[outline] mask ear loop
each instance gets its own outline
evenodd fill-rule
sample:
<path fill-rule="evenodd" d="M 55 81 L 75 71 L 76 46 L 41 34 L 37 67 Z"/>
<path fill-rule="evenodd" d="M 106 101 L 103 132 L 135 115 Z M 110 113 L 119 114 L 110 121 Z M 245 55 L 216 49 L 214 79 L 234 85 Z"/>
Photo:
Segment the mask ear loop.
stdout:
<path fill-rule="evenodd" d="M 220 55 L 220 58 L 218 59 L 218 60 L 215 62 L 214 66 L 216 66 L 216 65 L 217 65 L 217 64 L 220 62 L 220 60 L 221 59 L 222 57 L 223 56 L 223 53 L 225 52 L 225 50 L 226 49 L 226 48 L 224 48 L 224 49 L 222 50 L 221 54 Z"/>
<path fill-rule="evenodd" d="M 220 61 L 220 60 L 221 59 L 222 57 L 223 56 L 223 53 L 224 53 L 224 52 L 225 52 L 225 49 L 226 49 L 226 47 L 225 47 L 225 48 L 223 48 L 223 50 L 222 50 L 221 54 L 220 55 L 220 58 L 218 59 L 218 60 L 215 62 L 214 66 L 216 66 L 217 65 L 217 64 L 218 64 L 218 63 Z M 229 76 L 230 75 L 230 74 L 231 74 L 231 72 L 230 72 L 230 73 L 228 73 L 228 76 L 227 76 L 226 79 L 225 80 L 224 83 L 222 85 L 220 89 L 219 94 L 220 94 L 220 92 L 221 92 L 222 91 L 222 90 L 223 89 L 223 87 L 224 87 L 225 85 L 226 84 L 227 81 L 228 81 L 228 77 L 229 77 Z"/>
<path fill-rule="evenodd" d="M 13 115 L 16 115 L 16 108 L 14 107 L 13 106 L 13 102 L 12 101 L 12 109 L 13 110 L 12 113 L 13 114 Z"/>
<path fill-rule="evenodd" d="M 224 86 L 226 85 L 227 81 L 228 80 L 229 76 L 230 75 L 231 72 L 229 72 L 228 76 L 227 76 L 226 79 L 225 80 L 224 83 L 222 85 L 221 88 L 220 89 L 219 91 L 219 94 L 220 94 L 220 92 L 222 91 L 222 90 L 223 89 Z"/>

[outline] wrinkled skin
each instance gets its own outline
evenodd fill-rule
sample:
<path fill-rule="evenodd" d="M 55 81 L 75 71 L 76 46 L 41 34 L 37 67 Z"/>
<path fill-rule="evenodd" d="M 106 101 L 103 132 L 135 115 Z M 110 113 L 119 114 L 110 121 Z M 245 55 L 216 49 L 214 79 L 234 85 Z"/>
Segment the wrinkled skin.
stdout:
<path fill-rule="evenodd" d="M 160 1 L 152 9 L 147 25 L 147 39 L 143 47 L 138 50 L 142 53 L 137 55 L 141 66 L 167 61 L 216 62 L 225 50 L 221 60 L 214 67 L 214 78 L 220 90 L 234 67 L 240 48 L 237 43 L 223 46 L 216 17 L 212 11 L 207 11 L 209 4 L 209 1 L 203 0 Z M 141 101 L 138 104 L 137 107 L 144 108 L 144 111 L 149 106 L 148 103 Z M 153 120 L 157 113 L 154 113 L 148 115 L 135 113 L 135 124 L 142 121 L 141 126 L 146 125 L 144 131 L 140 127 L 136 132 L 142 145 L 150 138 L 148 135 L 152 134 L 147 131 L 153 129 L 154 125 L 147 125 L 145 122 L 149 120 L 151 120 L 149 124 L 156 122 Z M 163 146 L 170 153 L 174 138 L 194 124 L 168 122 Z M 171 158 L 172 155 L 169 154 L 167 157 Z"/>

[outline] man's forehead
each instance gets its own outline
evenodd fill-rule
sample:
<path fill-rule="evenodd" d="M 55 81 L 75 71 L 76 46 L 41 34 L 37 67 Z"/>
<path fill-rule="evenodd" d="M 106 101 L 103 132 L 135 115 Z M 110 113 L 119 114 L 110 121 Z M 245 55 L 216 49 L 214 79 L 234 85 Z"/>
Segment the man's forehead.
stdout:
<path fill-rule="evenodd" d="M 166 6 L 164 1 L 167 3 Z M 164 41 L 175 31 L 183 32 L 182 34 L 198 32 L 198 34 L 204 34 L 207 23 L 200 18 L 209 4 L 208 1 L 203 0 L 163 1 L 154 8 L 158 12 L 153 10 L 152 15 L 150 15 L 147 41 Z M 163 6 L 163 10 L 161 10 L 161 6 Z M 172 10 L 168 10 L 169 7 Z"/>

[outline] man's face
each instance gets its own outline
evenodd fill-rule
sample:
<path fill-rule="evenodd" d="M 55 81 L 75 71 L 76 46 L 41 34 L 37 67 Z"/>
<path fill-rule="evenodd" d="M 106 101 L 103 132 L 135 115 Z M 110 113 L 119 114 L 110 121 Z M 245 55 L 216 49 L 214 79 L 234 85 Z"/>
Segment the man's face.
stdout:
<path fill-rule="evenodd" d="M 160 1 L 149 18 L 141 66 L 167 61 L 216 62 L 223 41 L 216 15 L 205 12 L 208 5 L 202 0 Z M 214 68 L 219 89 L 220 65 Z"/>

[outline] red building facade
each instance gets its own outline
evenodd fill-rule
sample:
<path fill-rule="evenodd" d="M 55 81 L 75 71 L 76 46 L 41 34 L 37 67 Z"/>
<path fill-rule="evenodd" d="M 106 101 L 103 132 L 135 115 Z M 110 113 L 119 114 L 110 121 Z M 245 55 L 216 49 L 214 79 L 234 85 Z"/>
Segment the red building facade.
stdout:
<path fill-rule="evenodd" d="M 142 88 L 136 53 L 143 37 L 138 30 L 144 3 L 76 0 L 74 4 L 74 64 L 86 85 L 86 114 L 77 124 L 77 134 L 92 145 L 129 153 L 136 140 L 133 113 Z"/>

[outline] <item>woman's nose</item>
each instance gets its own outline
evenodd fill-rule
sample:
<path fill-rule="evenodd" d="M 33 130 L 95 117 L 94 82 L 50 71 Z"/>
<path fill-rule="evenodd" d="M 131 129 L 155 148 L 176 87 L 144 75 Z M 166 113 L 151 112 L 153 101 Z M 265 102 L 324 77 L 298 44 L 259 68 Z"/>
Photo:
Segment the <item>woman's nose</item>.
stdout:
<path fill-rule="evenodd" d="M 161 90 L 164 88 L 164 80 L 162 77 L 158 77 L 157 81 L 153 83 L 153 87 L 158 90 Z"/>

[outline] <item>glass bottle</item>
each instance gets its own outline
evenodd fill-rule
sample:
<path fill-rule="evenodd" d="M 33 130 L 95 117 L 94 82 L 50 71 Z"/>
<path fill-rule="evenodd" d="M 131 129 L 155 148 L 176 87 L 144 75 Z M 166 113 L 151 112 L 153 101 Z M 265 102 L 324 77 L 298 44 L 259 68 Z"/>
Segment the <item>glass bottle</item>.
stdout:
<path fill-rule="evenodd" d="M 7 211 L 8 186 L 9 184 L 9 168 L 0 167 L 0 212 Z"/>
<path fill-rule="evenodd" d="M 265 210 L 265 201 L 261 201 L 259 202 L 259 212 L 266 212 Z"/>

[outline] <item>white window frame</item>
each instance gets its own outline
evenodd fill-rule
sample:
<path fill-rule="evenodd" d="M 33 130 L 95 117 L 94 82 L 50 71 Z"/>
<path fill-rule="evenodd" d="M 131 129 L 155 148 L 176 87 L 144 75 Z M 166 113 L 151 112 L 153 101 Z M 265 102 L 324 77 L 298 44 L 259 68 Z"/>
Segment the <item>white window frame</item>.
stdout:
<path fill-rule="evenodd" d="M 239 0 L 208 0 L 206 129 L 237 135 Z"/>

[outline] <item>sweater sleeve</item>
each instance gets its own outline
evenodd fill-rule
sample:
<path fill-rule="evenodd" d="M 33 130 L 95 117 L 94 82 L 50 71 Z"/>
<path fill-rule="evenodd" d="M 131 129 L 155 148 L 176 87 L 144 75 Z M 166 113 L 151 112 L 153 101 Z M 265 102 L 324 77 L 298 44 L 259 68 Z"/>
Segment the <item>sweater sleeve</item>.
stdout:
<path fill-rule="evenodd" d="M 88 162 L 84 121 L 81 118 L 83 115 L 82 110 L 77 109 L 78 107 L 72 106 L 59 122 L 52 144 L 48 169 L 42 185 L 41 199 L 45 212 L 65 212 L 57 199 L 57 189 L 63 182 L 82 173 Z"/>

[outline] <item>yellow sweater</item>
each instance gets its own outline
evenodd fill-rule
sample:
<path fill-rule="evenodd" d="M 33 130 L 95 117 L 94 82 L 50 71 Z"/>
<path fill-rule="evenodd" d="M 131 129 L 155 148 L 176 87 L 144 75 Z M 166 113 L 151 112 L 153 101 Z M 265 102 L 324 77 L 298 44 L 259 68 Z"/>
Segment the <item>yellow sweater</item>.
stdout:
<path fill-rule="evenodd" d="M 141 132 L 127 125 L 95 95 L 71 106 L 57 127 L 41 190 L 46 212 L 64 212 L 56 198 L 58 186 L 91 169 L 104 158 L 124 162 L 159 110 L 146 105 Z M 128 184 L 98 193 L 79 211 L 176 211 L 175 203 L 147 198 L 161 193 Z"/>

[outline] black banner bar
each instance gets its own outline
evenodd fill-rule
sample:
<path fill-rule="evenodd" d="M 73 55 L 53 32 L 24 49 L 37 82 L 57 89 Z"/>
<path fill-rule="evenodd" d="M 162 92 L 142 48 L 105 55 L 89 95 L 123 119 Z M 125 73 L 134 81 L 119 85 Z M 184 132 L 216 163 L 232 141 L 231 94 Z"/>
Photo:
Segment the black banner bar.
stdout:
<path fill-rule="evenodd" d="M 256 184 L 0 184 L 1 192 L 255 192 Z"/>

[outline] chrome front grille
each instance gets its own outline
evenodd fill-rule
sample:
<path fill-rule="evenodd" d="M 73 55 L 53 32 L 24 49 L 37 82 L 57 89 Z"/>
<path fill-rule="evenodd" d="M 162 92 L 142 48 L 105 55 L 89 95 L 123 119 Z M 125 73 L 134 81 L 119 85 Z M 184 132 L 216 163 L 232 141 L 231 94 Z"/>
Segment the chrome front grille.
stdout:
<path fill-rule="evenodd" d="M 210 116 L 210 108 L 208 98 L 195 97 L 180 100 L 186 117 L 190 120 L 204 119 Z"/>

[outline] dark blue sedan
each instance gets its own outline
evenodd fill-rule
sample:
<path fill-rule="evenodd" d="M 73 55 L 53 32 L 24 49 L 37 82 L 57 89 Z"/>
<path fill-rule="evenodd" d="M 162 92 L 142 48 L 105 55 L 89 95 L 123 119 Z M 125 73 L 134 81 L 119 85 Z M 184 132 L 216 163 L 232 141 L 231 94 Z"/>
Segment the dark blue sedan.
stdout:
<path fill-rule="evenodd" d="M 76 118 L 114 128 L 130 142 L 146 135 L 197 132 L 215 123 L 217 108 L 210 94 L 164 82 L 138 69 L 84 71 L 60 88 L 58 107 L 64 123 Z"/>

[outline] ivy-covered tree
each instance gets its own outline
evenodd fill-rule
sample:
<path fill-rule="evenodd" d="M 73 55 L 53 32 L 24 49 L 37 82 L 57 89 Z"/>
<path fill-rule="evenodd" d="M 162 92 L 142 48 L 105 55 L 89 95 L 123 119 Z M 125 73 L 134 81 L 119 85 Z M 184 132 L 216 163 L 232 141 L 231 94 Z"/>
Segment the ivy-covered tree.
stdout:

***

**REQUIRED WORK:**
All lines from the line containing "[outline] ivy-covered tree" through the end of the listing above are to be duplicated exactly; include both ends and nothing further.

**WRITTEN REPLY:**
[outline] ivy-covered tree
each instance gets its own outline
evenodd fill-rule
sample:
<path fill-rule="evenodd" d="M 73 55 L 53 32 L 24 49 L 37 82 L 57 89 Z"/>
<path fill-rule="evenodd" d="M 162 92 L 142 48 L 105 55 L 89 95 L 123 119 Z M 125 73 L 134 81 L 119 85 Z M 184 132 L 216 163 L 232 141 L 231 94 Z"/>
Segment the ivy-covered tree.
stdout:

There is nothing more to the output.